• **Exercise**
Only lines containing the word "laptop" belong in the answer; copy each one from the records.
⟨
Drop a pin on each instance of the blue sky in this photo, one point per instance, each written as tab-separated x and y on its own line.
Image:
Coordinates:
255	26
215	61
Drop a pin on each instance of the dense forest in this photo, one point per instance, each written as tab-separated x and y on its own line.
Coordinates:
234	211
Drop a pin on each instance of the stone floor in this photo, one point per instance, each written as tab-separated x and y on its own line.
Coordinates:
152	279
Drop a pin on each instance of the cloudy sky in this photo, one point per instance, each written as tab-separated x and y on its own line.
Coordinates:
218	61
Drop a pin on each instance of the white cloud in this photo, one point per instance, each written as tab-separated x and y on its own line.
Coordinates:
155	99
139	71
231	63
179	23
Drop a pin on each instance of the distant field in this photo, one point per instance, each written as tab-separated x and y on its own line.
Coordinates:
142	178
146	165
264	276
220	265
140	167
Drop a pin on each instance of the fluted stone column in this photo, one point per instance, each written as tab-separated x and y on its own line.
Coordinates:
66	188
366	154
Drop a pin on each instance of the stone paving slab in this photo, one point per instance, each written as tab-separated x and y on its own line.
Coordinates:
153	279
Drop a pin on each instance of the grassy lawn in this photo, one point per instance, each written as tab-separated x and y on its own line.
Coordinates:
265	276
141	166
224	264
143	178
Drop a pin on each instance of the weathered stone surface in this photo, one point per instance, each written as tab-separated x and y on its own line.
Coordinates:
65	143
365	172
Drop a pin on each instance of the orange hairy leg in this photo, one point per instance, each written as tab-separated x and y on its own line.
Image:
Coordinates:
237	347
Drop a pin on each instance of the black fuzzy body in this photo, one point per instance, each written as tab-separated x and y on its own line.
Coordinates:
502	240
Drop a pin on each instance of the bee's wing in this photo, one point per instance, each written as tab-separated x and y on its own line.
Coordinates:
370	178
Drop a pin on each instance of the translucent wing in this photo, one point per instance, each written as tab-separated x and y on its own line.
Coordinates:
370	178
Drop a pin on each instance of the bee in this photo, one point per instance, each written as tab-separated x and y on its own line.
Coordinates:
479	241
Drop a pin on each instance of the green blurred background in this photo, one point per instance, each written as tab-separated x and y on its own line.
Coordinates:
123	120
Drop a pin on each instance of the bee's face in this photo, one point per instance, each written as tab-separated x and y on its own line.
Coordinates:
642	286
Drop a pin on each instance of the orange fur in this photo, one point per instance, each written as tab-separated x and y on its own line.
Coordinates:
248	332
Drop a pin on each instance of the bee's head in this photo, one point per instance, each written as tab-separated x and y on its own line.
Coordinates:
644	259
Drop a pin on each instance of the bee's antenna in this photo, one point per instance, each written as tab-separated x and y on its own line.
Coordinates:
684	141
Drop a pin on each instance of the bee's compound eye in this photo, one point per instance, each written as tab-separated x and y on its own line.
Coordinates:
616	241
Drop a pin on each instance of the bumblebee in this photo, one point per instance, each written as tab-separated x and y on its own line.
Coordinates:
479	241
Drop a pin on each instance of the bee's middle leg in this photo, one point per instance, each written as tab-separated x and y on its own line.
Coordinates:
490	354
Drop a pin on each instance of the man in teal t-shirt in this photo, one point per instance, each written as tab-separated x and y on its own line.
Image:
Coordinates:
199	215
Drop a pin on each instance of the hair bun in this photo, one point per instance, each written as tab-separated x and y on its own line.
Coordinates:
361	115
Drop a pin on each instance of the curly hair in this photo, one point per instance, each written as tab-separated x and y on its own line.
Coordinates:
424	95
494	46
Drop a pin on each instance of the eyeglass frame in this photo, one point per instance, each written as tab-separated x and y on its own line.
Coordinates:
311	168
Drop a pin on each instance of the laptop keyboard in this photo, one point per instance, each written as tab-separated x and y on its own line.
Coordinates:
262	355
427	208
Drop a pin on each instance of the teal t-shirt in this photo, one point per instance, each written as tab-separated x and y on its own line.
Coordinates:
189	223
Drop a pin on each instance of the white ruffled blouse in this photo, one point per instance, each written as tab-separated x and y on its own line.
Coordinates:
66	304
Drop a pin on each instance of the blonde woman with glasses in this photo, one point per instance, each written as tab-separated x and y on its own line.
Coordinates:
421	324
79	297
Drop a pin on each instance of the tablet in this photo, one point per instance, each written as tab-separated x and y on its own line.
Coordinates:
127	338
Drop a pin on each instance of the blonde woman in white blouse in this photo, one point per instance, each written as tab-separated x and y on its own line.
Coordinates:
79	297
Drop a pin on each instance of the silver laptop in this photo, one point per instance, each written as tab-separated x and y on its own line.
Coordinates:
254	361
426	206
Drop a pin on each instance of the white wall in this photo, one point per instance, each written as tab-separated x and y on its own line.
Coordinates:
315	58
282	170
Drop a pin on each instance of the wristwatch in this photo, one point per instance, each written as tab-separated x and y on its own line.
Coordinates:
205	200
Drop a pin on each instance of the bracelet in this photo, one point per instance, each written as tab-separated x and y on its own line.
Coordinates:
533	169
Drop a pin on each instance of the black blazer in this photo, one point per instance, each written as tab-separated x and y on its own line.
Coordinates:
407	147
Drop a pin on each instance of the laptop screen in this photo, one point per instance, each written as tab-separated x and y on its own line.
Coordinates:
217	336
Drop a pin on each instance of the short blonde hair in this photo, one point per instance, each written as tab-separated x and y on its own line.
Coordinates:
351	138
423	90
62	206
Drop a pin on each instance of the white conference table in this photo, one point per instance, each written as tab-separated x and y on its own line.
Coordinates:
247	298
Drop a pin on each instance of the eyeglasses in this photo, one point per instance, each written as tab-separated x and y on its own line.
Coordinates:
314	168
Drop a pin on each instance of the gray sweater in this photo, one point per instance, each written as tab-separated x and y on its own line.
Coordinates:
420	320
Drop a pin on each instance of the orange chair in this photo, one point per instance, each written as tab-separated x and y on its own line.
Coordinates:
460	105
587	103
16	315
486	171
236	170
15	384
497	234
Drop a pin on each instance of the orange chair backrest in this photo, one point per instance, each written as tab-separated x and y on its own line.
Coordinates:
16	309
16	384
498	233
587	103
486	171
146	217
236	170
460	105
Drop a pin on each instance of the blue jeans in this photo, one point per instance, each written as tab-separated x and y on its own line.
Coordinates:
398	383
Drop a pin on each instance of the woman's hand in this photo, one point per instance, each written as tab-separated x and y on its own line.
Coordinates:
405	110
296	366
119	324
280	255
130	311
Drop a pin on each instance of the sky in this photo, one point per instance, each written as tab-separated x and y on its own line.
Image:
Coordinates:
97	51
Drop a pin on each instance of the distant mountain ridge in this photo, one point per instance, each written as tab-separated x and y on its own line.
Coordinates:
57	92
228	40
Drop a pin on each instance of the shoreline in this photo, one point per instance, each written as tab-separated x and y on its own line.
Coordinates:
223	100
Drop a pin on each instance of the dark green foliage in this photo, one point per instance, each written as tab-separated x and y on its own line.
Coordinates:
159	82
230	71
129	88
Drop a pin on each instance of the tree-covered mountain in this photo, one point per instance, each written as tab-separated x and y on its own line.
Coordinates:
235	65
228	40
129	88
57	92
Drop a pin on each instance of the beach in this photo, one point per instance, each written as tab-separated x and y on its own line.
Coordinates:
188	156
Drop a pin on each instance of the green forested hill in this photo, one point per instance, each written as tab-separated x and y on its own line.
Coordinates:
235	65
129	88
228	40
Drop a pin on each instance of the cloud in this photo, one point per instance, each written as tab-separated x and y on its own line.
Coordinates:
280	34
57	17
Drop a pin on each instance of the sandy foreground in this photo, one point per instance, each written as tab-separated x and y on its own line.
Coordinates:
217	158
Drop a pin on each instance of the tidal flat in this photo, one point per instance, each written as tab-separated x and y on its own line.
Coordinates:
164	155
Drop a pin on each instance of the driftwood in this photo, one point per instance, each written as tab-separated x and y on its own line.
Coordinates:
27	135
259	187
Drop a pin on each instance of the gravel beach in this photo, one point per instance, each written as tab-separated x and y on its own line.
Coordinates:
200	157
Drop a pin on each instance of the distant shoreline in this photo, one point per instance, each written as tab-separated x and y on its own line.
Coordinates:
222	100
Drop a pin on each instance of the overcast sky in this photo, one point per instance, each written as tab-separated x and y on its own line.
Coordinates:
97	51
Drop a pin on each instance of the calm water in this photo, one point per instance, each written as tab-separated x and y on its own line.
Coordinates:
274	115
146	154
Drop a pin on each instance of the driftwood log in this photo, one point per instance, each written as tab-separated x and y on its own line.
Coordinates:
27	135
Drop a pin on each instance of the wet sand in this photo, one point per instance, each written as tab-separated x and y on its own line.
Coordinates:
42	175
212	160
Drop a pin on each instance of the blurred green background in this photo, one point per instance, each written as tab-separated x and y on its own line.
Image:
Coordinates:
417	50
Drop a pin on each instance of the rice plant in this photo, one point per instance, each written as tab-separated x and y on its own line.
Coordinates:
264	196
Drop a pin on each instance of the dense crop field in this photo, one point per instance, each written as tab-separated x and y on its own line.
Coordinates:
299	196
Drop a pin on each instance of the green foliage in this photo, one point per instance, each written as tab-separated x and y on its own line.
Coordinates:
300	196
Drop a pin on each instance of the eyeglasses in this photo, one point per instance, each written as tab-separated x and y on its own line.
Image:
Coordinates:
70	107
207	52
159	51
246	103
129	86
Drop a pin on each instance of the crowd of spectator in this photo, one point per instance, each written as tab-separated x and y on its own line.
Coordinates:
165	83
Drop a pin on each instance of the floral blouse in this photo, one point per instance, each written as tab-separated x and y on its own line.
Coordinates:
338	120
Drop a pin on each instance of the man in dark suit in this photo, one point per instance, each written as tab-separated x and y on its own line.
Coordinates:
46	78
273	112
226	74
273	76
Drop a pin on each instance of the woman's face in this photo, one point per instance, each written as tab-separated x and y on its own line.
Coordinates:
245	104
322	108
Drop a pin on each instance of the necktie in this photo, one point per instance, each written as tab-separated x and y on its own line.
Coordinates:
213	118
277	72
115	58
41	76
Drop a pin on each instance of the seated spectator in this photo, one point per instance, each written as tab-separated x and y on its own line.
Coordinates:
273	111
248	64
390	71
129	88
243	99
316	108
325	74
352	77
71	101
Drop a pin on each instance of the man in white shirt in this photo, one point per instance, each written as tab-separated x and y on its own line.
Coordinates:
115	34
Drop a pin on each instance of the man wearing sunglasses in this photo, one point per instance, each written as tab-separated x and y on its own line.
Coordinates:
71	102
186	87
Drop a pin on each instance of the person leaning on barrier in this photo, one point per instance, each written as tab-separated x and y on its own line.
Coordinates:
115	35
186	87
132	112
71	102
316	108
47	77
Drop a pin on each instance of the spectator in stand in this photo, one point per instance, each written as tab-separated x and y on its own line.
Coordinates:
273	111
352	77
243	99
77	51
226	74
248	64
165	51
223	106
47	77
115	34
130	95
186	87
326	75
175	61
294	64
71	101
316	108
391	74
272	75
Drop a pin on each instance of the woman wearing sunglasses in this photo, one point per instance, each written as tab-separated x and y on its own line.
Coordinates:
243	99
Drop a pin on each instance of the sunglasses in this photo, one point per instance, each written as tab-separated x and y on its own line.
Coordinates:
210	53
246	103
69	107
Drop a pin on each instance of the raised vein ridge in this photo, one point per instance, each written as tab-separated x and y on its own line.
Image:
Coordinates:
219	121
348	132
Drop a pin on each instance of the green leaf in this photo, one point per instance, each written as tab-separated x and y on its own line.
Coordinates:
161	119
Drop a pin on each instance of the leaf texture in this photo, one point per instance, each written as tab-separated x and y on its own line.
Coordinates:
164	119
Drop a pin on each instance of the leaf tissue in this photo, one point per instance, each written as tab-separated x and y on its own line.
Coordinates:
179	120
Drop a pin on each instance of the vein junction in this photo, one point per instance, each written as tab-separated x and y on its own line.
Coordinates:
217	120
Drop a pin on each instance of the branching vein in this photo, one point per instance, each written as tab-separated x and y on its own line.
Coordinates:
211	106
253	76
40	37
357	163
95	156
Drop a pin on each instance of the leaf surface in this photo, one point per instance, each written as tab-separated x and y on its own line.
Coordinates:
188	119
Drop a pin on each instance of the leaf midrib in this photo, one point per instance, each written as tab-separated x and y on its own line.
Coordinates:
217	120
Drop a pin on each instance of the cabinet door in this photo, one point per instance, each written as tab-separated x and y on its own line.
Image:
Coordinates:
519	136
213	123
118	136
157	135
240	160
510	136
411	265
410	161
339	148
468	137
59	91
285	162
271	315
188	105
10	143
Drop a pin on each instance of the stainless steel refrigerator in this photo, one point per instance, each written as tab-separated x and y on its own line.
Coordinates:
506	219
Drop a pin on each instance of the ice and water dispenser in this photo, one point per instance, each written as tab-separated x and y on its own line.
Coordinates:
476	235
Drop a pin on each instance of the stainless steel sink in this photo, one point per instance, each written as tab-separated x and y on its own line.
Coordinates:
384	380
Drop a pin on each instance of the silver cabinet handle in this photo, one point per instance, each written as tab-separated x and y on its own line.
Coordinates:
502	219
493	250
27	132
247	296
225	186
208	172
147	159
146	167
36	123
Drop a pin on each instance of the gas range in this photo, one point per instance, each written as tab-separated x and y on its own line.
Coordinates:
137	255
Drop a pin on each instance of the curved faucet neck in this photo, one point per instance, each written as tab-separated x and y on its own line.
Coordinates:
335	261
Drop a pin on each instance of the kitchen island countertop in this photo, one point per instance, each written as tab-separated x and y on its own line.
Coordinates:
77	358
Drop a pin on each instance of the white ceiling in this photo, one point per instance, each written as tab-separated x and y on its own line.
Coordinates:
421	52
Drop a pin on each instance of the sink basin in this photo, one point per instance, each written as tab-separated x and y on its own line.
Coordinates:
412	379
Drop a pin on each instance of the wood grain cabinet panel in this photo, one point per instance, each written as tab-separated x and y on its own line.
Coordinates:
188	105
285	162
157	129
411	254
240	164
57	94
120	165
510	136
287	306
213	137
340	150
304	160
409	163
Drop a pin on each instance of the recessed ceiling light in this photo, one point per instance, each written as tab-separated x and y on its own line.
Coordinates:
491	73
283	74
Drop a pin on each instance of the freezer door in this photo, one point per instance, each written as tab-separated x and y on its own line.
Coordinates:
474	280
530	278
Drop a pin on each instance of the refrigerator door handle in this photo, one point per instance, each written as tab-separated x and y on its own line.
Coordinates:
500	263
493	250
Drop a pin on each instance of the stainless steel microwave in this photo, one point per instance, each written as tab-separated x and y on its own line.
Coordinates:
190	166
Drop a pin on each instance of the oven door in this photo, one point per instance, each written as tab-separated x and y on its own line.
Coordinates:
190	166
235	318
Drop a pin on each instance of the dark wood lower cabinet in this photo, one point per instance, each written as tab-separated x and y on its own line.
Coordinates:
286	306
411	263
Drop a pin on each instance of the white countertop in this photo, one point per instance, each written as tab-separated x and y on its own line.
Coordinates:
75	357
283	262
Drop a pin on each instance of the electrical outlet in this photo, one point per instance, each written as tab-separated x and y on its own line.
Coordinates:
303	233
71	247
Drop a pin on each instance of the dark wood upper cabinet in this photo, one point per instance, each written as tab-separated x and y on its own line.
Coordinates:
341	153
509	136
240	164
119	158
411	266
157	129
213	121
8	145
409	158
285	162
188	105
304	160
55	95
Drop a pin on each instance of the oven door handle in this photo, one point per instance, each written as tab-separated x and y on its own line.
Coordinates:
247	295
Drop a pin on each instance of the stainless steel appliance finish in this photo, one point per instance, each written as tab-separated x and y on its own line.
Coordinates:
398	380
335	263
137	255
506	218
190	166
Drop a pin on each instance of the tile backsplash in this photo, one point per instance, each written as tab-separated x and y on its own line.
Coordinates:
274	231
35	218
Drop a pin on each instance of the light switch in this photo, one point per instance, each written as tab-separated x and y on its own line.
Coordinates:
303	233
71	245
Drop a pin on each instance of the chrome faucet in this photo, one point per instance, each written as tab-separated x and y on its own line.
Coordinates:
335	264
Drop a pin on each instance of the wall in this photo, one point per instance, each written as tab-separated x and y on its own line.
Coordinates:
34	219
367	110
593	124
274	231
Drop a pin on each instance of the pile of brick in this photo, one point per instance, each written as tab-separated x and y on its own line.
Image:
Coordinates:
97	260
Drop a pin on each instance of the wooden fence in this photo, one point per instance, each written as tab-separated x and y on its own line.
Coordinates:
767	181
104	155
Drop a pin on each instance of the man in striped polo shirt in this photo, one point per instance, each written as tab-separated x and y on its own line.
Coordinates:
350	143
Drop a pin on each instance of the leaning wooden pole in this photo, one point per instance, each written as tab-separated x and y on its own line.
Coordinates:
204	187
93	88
⟩
• **Answer to this exercise**
Drop a pin on each instance of the laptop keyboard in this photo, one point per instance, each written as tab-separated x and y on its own line.
Drop a pin on each instance of the silver laptop in this photo, one point per instance, each written as tab-separated x and y on its own line.
Drop a pin on each instance of the laptop screen in this photo, one point per instance, each written as tab-separated x and y on its own line.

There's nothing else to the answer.